- **Task to complete**
Could you echo the data exactly from the line containing "Would you be willing to mark the illuminated building" through the line containing "column 365, row 69", both lines included, while leaving out the pictures?

════════════════════

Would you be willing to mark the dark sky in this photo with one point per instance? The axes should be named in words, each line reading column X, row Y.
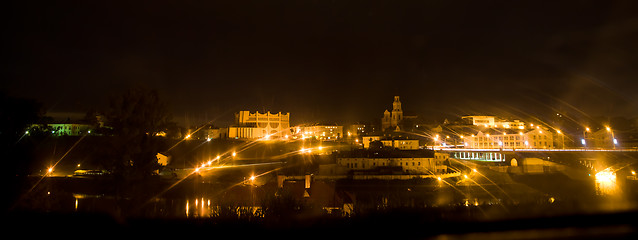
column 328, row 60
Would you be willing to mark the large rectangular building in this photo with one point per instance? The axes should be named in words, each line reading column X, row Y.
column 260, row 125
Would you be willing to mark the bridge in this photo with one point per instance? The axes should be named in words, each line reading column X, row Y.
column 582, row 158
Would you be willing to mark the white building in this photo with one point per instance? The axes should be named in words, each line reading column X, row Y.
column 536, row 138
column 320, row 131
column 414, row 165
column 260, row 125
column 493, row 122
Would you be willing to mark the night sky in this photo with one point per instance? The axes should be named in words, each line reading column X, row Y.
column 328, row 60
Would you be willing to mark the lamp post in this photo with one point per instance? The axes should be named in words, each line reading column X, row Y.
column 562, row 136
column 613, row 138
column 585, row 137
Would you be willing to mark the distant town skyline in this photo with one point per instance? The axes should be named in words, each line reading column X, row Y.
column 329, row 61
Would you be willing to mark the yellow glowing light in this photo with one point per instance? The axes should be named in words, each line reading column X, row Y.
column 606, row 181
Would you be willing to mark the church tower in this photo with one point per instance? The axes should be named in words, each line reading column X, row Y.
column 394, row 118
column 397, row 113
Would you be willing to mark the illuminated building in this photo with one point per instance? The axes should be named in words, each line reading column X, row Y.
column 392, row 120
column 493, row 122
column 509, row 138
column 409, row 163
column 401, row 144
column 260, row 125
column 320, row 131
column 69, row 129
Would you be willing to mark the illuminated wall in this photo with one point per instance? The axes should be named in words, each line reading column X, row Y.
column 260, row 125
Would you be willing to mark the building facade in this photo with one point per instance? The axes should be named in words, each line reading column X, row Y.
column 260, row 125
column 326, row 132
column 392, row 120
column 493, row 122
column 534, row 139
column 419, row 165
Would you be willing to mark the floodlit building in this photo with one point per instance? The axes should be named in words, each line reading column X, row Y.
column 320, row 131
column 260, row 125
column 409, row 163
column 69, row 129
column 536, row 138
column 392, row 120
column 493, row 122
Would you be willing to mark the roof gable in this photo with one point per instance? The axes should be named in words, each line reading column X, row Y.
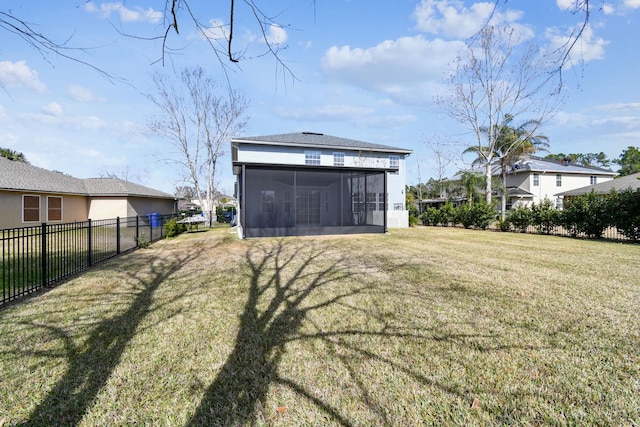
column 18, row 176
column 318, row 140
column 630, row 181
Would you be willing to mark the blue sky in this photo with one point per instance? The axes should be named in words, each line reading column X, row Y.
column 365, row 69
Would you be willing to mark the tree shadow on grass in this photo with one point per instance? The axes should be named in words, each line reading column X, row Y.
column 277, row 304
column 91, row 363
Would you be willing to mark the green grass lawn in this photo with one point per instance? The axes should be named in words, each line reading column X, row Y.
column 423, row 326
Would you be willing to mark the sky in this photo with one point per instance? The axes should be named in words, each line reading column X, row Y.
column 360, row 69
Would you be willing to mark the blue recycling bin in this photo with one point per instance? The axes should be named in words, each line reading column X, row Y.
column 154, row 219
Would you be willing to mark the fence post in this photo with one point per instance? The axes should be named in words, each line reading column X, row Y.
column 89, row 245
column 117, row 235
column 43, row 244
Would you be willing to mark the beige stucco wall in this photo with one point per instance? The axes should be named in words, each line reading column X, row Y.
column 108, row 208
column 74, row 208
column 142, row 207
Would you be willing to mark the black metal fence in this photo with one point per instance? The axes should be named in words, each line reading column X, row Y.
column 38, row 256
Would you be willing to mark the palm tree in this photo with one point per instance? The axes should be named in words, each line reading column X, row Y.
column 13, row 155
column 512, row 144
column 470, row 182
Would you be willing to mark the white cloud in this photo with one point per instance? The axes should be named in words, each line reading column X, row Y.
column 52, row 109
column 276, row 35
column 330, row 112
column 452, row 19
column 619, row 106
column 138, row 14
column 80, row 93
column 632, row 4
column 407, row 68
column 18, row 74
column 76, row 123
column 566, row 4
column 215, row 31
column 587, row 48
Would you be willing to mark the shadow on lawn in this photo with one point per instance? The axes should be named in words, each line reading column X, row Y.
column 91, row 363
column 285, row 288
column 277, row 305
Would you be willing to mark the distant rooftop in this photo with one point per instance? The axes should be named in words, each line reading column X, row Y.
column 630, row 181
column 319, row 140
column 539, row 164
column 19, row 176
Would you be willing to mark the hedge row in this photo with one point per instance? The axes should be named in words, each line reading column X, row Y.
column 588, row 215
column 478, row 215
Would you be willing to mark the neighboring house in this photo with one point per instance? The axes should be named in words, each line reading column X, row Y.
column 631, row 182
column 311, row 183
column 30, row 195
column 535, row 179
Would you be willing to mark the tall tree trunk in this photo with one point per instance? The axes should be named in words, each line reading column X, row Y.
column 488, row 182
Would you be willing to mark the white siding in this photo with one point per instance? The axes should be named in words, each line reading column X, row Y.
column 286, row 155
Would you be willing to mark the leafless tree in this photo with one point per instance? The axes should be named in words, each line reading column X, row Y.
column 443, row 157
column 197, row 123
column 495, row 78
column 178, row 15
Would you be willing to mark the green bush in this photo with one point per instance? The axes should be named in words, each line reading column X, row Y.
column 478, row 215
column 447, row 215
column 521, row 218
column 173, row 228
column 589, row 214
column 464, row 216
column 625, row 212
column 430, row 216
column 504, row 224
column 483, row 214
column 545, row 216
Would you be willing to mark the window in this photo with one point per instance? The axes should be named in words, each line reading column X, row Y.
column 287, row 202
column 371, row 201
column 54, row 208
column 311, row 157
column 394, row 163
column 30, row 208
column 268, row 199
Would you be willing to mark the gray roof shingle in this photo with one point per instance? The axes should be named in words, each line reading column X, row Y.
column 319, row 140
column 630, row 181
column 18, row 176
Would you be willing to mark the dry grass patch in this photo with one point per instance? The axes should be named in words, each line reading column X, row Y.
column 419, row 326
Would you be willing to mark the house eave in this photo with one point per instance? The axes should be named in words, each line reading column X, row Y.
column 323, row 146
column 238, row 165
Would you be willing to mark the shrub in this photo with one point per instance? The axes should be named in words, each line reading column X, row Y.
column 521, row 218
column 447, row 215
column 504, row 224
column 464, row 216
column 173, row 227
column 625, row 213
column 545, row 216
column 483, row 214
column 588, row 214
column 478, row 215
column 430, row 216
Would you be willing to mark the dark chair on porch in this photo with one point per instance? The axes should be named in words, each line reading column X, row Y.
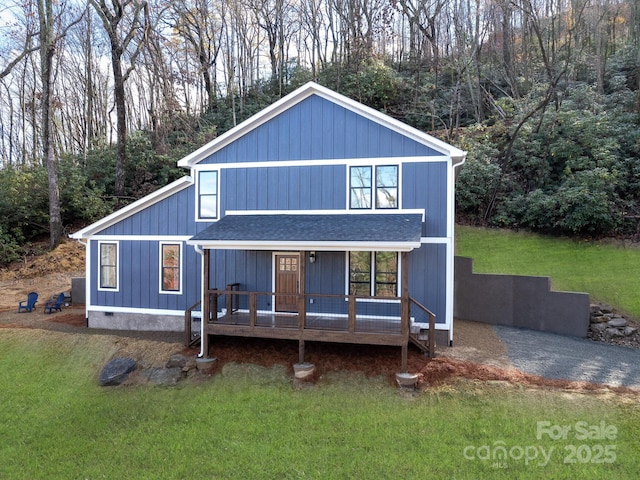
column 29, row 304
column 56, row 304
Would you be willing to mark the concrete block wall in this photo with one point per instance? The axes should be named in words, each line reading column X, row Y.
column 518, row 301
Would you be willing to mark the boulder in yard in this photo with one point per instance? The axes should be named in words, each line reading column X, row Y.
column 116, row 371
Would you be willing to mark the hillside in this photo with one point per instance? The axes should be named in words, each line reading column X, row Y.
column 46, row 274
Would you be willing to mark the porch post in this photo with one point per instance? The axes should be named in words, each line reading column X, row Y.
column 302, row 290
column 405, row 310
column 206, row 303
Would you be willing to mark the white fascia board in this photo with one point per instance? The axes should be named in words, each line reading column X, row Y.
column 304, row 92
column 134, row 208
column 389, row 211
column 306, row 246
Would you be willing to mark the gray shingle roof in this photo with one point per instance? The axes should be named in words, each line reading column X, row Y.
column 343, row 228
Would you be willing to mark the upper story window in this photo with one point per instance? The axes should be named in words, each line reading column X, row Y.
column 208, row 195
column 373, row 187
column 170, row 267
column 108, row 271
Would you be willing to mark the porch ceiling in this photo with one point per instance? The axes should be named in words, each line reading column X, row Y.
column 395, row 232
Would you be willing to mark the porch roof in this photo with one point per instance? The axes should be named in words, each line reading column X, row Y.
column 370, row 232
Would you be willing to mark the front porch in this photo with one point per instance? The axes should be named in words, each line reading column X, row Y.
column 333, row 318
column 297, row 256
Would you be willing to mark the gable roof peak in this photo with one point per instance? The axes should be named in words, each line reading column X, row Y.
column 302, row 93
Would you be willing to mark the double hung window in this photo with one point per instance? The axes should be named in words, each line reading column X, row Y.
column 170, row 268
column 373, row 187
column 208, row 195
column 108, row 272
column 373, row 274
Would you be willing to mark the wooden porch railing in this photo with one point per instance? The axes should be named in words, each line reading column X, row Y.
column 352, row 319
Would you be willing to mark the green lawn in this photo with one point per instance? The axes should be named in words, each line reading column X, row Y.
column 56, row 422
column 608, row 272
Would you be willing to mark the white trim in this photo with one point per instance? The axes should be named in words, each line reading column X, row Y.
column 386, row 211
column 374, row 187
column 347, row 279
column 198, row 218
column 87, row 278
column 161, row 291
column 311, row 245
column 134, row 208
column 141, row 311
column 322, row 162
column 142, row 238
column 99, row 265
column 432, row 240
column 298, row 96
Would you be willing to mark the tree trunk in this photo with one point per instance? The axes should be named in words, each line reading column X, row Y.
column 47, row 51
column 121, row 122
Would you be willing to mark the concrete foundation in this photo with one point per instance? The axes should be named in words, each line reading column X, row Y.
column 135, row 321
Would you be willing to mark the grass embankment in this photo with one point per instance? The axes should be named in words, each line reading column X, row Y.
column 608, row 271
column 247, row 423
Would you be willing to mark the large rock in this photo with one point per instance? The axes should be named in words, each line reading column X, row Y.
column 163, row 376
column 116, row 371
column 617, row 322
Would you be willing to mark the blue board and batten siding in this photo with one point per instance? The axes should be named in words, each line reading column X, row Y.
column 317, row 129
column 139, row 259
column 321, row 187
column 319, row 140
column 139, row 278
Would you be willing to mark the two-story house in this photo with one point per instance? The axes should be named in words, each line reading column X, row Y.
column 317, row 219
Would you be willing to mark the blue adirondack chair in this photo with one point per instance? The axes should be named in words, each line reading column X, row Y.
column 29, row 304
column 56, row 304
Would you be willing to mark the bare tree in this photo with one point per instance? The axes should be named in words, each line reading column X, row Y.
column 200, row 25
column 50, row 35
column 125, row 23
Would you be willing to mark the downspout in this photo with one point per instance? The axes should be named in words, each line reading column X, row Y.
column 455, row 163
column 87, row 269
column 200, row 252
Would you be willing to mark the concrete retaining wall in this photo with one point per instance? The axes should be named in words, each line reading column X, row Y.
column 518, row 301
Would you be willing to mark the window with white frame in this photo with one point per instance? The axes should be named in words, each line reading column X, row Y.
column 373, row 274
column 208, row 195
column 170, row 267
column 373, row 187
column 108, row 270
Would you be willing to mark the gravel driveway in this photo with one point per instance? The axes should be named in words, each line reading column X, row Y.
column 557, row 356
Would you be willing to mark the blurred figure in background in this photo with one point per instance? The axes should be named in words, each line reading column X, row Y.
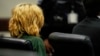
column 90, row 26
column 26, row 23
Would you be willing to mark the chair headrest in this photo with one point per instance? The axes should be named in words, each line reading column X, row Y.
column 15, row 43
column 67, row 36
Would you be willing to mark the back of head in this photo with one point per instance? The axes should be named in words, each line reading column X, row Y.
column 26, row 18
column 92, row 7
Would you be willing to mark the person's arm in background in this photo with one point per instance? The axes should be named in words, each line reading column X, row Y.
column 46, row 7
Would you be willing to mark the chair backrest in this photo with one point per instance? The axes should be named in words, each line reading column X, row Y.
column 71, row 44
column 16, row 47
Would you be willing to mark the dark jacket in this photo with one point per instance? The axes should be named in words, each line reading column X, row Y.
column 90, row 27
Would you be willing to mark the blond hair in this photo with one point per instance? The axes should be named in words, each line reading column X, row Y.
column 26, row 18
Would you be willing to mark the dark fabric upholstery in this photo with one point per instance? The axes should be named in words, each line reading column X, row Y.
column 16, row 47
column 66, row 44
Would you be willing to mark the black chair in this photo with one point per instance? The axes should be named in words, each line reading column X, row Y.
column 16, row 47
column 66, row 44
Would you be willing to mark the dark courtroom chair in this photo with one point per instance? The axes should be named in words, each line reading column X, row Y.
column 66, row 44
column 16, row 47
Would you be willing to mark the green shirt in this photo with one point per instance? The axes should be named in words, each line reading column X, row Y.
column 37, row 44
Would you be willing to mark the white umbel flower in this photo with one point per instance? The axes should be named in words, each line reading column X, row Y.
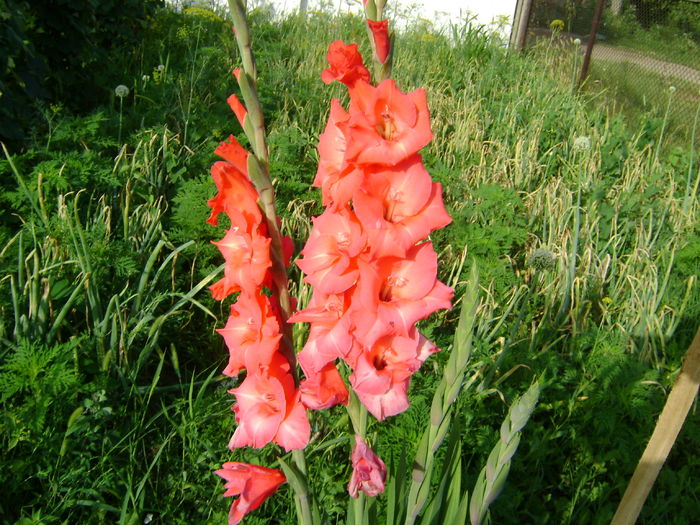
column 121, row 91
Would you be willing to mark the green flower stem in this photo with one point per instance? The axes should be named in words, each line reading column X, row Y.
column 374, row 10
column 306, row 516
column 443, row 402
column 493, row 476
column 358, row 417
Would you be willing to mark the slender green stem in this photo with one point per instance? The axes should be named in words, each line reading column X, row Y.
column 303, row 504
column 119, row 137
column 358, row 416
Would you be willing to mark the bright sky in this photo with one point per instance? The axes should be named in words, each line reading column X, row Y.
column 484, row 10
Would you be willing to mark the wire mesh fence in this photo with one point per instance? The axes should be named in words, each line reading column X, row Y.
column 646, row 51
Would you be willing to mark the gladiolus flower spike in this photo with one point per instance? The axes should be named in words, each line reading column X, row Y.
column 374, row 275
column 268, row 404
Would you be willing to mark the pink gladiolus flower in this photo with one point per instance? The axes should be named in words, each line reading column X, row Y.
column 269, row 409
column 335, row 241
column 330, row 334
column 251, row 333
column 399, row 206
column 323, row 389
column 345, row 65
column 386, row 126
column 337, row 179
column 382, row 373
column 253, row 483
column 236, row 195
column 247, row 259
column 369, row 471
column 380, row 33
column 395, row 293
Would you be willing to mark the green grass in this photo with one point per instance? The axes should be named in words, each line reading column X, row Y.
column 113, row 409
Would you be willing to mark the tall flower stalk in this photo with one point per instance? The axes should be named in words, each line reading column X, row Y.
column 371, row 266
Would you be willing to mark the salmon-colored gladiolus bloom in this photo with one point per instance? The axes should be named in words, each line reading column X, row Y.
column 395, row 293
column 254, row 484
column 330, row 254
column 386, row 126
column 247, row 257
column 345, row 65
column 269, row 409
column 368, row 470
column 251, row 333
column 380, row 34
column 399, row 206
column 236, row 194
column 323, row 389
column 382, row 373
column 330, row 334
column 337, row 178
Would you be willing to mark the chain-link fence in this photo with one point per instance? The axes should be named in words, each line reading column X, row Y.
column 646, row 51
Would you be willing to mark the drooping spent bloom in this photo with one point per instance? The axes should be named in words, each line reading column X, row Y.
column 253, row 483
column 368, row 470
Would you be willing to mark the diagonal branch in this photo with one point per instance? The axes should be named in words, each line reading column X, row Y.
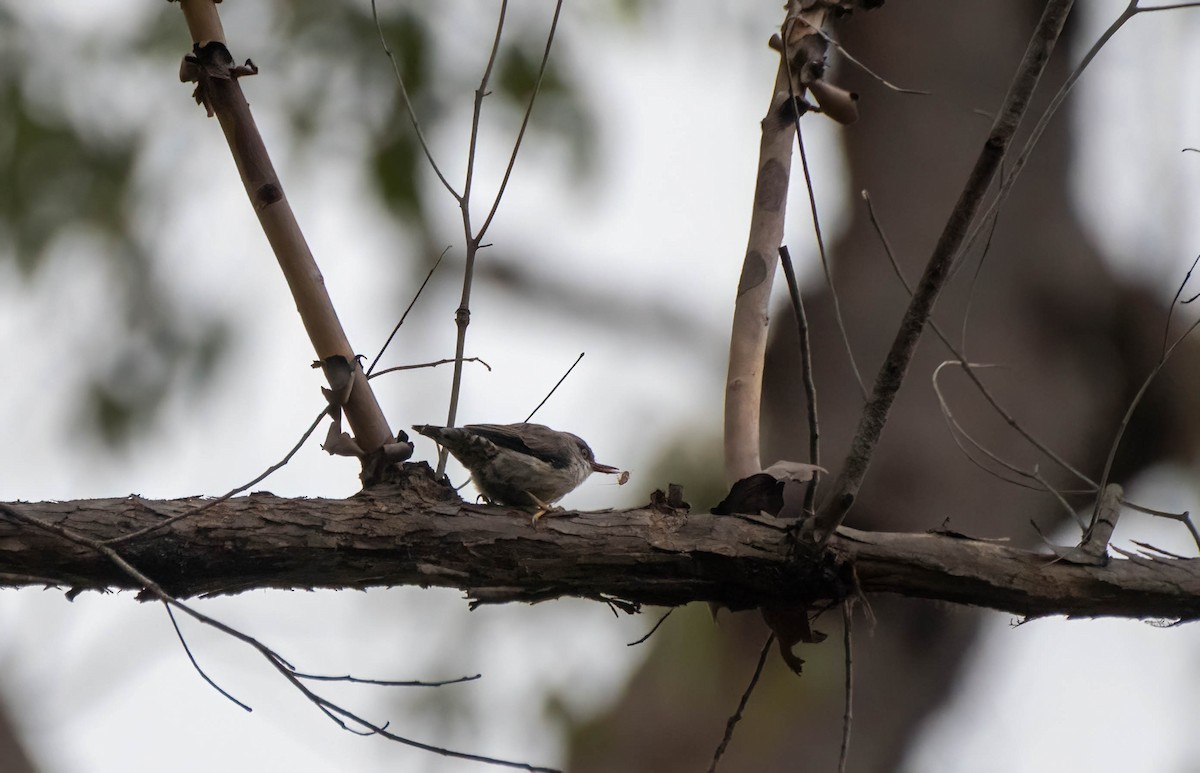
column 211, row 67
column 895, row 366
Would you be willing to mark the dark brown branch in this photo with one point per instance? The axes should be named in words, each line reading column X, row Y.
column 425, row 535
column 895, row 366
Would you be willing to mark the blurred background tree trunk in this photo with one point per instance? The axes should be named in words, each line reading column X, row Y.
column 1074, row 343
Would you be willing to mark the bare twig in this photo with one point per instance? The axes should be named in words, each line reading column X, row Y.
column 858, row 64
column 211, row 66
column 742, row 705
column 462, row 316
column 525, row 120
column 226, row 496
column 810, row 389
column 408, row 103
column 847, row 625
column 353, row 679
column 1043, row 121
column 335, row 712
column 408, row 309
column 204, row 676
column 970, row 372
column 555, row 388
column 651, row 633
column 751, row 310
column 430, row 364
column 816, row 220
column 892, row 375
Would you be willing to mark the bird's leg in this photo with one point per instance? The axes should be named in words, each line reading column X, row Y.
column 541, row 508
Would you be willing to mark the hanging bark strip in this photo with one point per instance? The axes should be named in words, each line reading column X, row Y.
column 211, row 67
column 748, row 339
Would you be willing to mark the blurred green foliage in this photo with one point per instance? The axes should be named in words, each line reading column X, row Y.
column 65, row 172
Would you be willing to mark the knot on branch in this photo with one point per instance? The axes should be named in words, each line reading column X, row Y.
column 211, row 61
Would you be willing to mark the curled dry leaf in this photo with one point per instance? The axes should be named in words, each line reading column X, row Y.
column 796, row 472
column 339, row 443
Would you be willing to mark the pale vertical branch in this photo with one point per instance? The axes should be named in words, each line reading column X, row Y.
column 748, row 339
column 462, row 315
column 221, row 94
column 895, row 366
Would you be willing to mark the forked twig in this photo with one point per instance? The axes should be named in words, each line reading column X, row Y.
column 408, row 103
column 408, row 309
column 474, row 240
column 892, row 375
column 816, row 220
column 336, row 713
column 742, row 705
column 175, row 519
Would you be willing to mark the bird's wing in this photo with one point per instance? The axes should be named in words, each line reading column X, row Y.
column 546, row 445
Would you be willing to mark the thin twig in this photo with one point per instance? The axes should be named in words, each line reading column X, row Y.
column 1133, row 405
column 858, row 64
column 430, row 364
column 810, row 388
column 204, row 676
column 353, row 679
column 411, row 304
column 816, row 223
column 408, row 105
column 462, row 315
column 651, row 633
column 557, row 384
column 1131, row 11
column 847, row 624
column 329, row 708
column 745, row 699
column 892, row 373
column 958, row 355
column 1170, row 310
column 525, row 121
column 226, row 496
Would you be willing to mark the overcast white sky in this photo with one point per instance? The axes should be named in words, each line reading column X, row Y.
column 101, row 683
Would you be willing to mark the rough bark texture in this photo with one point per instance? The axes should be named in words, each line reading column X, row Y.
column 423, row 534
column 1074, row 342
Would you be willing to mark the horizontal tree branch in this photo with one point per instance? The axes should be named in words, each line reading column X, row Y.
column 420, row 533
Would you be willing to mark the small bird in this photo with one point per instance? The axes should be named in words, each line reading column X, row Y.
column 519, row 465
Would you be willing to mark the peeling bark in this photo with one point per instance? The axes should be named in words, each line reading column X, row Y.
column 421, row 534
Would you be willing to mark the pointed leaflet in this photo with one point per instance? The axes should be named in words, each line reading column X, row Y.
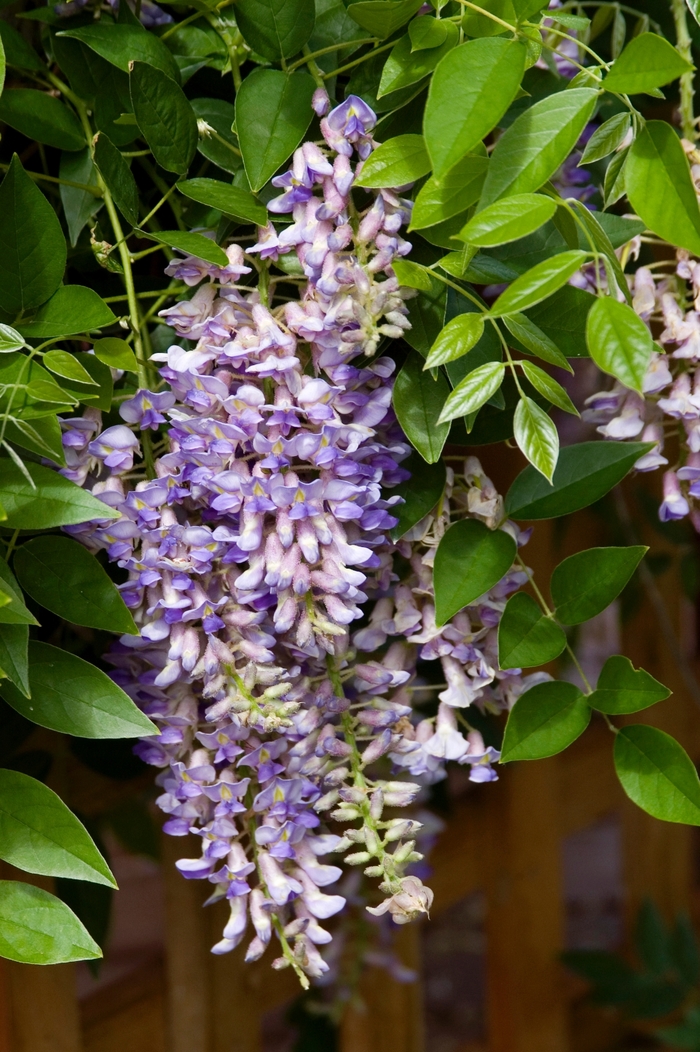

════════════════════

- **Solution**
Would you be willing to mark the illuminated building in this photo with one point per instance? The axes should be named in words, each line reading column X, row Y.
column 392, row 120
column 493, row 122
column 509, row 138
column 409, row 163
column 401, row 144
column 260, row 125
column 320, row 131
column 69, row 129
Would you be willing to mark the illuminated wall in this photo with one point per instance? The axes should be named in words, each line reading column X, row Y.
column 260, row 125
Would you be willing to mark the building facade in this photo with one point per instance? The axes should be named in words, each line reading column X, row Y.
column 260, row 125
column 326, row 132
column 392, row 120
column 493, row 122
column 534, row 139
column 419, row 165
Would you be willing to mark the floodlit building in this photo with one point per instance? The axes should be named in words, each line reading column X, row Y.
column 320, row 131
column 260, row 125
column 409, row 163
column 69, row 129
column 536, row 138
column 392, row 120
column 493, row 122
Would you be willing to mark the roof gable in this photo with one point per instance? The axes should be named in words, each line reading column X, row Y.
column 18, row 176
column 318, row 140
column 630, row 181
Would you be willing to mark the blue sky in this photo with one point per instance? The axes should be named in words, each line reading column X, row Y.
column 365, row 69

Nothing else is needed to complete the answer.